### [To do]
Could you give the data that follows again exactly, without its pictures?
[Records for this task — start]
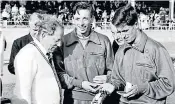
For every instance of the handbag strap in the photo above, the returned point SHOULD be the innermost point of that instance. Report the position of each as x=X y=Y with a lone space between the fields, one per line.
x=54 y=71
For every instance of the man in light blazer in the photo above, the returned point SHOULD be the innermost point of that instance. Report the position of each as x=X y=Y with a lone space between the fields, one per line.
x=22 y=41
x=36 y=78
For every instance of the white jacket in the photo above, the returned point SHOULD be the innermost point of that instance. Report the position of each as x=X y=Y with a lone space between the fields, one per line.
x=35 y=79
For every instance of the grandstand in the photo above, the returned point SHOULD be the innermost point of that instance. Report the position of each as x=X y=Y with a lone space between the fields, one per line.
x=153 y=14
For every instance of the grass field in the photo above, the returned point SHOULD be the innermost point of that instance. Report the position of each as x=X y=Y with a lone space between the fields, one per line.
x=167 y=38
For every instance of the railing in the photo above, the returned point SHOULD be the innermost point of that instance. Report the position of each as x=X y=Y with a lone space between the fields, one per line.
x=101 y=25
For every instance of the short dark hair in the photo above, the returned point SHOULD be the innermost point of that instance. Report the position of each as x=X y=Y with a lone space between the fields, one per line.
x=83 y=5
x=125 y=15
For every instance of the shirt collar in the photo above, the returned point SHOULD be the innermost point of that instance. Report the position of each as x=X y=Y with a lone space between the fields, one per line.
x=73 y=38
x=140 y=41
x=40 y=45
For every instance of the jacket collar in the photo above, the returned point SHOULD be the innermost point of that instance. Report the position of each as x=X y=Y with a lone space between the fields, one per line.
x=73 y=38
x=140 y=41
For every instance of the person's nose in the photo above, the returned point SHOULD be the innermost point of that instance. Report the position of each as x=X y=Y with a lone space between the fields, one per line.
x=81 y=22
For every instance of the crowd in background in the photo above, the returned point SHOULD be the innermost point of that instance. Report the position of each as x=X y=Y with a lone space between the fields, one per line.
x=18 y=12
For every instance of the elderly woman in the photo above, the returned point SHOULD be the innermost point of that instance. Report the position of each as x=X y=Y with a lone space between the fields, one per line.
x=36 y=78
x=142 y=66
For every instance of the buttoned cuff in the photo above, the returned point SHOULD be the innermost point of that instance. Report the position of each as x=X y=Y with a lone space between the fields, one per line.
x=142 y=88
x=77 y=83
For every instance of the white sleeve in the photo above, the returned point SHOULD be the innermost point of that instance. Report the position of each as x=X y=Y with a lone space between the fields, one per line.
x=1 y=53
x=25 y=69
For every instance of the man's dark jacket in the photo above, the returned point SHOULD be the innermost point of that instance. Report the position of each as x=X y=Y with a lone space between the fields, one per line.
x=17 y=45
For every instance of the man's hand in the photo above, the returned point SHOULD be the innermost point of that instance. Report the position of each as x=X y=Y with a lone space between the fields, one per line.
x=88 y=86
x=131 y=92
x=106 y=88
x=100 y=79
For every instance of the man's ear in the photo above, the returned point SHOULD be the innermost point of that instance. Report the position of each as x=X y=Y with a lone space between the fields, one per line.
x=92 y=19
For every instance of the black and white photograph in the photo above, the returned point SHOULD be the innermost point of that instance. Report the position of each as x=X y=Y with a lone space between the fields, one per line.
x=87 y=52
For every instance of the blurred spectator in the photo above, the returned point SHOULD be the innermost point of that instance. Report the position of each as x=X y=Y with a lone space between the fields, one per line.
x=14 y=10
x=8 y=8
x=112 y=14
x=5 y=17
[Records for this task — finish]
### [Exercise response]
For every instance of the handbag strap in the photo above, the returned point SHOULD be the innermost point of that instance. Report the position of each as x=X y=Y with a lone space between the fields, one per line.
x=54 y=71
For every instance of the man in light blazer in the photo above, the returned point SHOULD be the innermost point of that instance. Report the position of each as x=X y=Y with a lone space between the fields, one per line.
x=22 y=41
x=36 y=78
For every instance of the white jacket in the photo above, the returned point SHOULD be the innermost point of that instance. Report the position of each as x=X y=Y with a lone space between the fields, one per line.
x=35 y=79
For every instance of the grandstand in the photo above, the returned point SHOULD be the innermost point of that instance. Report the position of each as x=X y=Y with a lone space between the fields, one per line.
x=153 y=14
For every instance of the grass field in the photo above, the returned point SHOULD be the innermost point of that instance. Report the position of each as x=X y=Y with a lone space between the fields, one per line.
x=167 y=38
For every instance of the railing in the photo above, the returned point SHOULD be the innermost point of that instance. Report the position of each as x=X y=Y with a lone space between the fields, one per line.
x=101 y=25
For every instance of the short dark hair in the photo above, the returned point SHOULD be the innermost point of that instance. Report the position of each as x=X y=Y with a lone space between the fields, one per line.
x=83 y=5
x=125 y=15
For every instance of the shirt collar in the photo above, the returned point SHOULD be the innermost point of that instance. Report the position of each as x=X y=Y with a lone space between the fields, one per line.
x=73 y=38
x=140 y=41
x=40 y=45
For every instance of the jacket collar in the photo above, the returned point SHOULD be the innermost point of that instance. Report the position of each as x=X y=Y with a lone space between the fields, one per line.
x=73 y=38
x=140 y=41
For every instance of the person's nose in the photo above, the returned point SHOULD be the innermost point of that instance. Report the position of each as x=X y=Y with a lone space between the fields, one per line.
x=81 y=22
For every instance of the crowd in background in the photo above, the returned point SHOULD be the innermost point of that instance. Report the position of each as x=X y=Y with a lone space between the fields, one per line.
x=18 y=12
For every instance of the elderly woman in the photo above, the returned point SHOULD be the innermost point of that instance. Report the position of each as x=X y=Y with a lone space between the fields, one per line.
x=36 y=78
x=142 y=66
For every instance of the buttoned cuff in the photo above, the returned point SHOULD be the innermost point of that instance. Report the position of each as x=X y=Y with a lone space between the fields, one per line.
x=142 y=88
x=77 y=83
For every instance of the white sleeve in the photo above, the returned point SHOULD be the innermost point of that instance. Report the position of each as x=X y=Y with a lone space between the fields, one per line.
x=1 y=53
x=25 y=69
For every instance of the man's dark jacket in the photo above, the returned point SHOULD be the innermost point of that instance. Report the position of each as x=X y=Y with a lone space between the fields, one per line.
x=17 y=45
For every instance of the man's hand in the photo above, the returned point SHOULD be the innermost point of that instance. Report the position of each as x=X y=Y with a lone space between the fields, one per line.
x=88 y=86
x=131 y=92
x=106 y=88
x=100 y=79
For every instance of the man's ear in the photo above, the returned point SHOULD be the innermost point of that instance. Report the position of each as x=X y=Y with a lone space between the fields, one per line.
x=92 y=19
For every instance of the black and white photograph in the photo above, the returned point SHOULD be the innermost point of that instance. Report the position of each as x=X y=Y with a lone space between the fields, one per line.
x=87 y=52
For every instance of the blurred spectator in the photo above, the returned point SHOULD be the innermost point of that instance. Report the position of each as x=X y=Y with a lone space between the fields, one per line.
x=14 y=10
x=8 y=8
x=112 y=14
x=5 y=17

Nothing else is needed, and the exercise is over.